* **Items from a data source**
-------------------------
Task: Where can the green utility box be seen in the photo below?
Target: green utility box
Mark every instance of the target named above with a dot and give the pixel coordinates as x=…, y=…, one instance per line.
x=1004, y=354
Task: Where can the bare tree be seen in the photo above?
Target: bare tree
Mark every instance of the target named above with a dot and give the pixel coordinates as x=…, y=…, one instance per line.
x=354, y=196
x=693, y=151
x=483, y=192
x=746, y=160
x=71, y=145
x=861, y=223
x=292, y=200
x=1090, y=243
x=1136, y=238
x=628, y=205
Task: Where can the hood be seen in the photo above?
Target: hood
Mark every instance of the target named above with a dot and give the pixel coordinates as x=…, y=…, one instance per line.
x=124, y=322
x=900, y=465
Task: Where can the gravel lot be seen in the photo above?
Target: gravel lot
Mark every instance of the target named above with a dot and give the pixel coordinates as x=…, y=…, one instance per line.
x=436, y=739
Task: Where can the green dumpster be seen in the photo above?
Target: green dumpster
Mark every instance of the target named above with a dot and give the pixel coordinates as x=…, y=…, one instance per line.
-------------------------
* **ABOUT THIS EXERCISE**
Word for word, restate the entries that appear above.

* **RESPONSE BELOW**
Task: Where can the green utility box be seen in the photo below?
Target: green utility box
Mark every instance of the target named above with a dot and give the pixel coordinates as x=…, y=…, one instance per line.
x=1004, y=354
Task: Where can the bare tree be seen in the photo above?
Target: bare tree
Mark every instance of the target named above with a dot and give the pixel coordinates as x=…, y=…, one instance per line.
x=354, y=196
x=693, y=151
x=483, y=192
x=746, y=160
x=71, y=145
x=861, y=223
x=292, y=200
x=1090, y=243
x=1136, y=238
x=628, y=205
Task: Where can the hood be seen in the photo above?
Target: hood
Mark every instance of the target named above with a dot and give the pixel coordinates as x=…, y=…, one instance per line.
x=124, y=322
x=900, y=465
Task: Where can the gravel lot be seen in the photo above?
Target: gravel lot
Mark every instance of the target named above with a dot and give the pixel coordinates as x=…, y=…, one instance per line.
x=436, y=739
Task: Where can the green dumpster be seen in the photo above?
Target: green dumpster
Mark every instance of the target named above with a dot and give the pixel coordinates as x=…, y=…, one instance per line.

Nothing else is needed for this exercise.